_Task objective_: Reproduce every one of the entries below word for word, in their original order.

_Input for this task_:
-----

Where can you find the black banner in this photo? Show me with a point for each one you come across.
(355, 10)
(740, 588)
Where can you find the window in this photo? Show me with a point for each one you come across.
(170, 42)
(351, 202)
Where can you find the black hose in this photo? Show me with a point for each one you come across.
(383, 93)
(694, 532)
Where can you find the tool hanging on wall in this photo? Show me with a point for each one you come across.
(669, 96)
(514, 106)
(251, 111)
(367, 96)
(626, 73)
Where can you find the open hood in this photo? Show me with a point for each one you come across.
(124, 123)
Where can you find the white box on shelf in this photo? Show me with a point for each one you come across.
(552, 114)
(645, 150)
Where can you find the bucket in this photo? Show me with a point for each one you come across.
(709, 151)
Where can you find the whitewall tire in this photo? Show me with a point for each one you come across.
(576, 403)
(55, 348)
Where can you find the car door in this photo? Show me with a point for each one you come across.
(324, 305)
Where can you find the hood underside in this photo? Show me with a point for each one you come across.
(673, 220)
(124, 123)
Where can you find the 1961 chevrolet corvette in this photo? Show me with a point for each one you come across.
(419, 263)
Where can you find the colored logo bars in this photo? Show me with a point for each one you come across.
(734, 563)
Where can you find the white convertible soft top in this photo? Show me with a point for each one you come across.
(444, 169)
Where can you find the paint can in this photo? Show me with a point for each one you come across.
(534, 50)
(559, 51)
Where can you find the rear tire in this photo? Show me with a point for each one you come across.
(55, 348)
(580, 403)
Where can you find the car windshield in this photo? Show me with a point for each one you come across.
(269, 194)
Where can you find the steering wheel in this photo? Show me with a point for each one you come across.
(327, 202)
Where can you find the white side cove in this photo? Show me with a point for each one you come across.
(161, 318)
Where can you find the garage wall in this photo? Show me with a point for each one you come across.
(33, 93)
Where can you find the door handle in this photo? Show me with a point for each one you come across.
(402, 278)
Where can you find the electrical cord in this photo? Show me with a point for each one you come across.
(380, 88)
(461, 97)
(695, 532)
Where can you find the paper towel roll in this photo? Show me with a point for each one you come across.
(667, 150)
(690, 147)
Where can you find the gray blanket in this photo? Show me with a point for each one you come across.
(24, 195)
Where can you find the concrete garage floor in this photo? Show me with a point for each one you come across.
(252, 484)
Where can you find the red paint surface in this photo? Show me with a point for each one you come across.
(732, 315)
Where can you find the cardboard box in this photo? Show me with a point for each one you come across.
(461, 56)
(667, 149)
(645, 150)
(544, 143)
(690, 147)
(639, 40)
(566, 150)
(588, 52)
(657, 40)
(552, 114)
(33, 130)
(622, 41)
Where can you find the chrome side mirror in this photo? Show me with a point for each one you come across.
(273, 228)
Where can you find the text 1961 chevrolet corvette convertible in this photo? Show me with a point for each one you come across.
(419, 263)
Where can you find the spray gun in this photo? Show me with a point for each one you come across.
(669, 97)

-----

_Response for this exercise_:
Where can you find the black banner in this photo? Show me with a point for each one you come across.
(355, 10)
(740, 588)
Where can you find the window in this photo? Show me with a point for each one you come across.
(170, 42)
(351, 202)
Where can you find the black hose in this photo? Show me with a point for each one you come across.
(383, 93)
(694, 532)
Where can you find the tool hanging on wall in this photo? Show me with a point for each one you come across.
(669, 96)
(514, 106)
(251, 111)
(367, 96)
(626, 73)
Where can you find the open hood in this photo? Show me with a point for each one you come across.
(124, 123)
Where can you find the white box on shelf in this photo? Show me with a point for each one you come across.
(552, 114)
(645, 150)
Where can you find the bucket in this photo? Show me with a point for each one you come across.
(709, 151)
Where can you find the whitewall tire in this photo? Show me with a point for each one you come across.
(576, 403)
(55, 348)
Where can you find the car door in this photo? Show me with a point for each one you come across.
(324, 305)
Where can you find the hood underside in this photo? Show me with a point for each one you come across.
(673, 220)
(124, 123)
Where can you find the 1961 chevrolet corvette in this photo? Show me with a point for each one you come across.
(419, 263)
Where can you find the colored logo bars in this photo? Show me with a point for each one you come across.
(734, 563)
Where can you find the white convertible soft top in this photo? Show me with a point for each one you come across.
(444, 169)
Where can you find the paint can in this photo? Show me with a point for each one you come across.
(534, 50)
(559, 51)
Where can you find the rear tire in this photo? Show me with a point for each one you come across.
(55, 348)
(580, 403)
Where can you find the car windshield in this photo? Show me with a point for each one you come across.
(269, 194)
Where can you find the steering wheel in this photo? Show me with a point for each one you come across.
(327, 202)
Where can you find the white side cove in this photo? Show me with a point for each one you come across.
(161, 318)
Where can you find the garage wall in this photo? Show me with a point for each one you come across.
(33, 93)
Where can you find the door handle in this photo? Show me with a point for each one you come across.
(402, 278)
Where can you find the electrical cord in this photo? Show me with a point for each one you come across.
(380, 88)
(461, 97)
(695, 532)
Where can you find the paper towel roll in this photo? Show me with a point for each one you come across.
(667, 150)
(690, 147)
Where can you find the gray blanket in this photo? Show me with a point for each one you come across.
(24, 195)
Where can you find the concrete garage floor in this photo? Show me with a point for each one you come across.
(252, 484)
Where can you find the red paint surface in this photo? Show me with a point for each one you come across.
(732, 315)
Where can you find the cardboard box in this photo? Show me with a point for each one you come across.
(461, 56)
(667, 149)
(645, 150)
(544, 143)
(690, 147)
(639, 40)
(566, 150)
(588, 52)
(657, 40)
(552, 114)
(33, 130)
(622, 41)
Where can you find the chrome side mirror in this photo? Show me with a point for each one you come across.
(273, 228)
Where can you find the text 1961 chevrolet corvette convertible in this photo? Show me with a point for each one you come across.
(419, 263)
Where can you find the spray gun in this photo? Show me with a point for each one you come across.
(669, 97)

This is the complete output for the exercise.